____ EXERCISE DATA

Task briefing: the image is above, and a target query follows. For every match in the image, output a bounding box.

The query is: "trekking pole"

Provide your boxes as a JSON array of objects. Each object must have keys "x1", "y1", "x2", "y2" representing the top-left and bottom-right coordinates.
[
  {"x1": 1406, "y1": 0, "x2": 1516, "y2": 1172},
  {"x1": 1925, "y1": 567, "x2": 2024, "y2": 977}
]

________

Report back each line in the material above that contains the string "query".

Task briefing: the image is above, and a target query follows. For every match in the image, output a bounding box.
The query is: "trekking pole"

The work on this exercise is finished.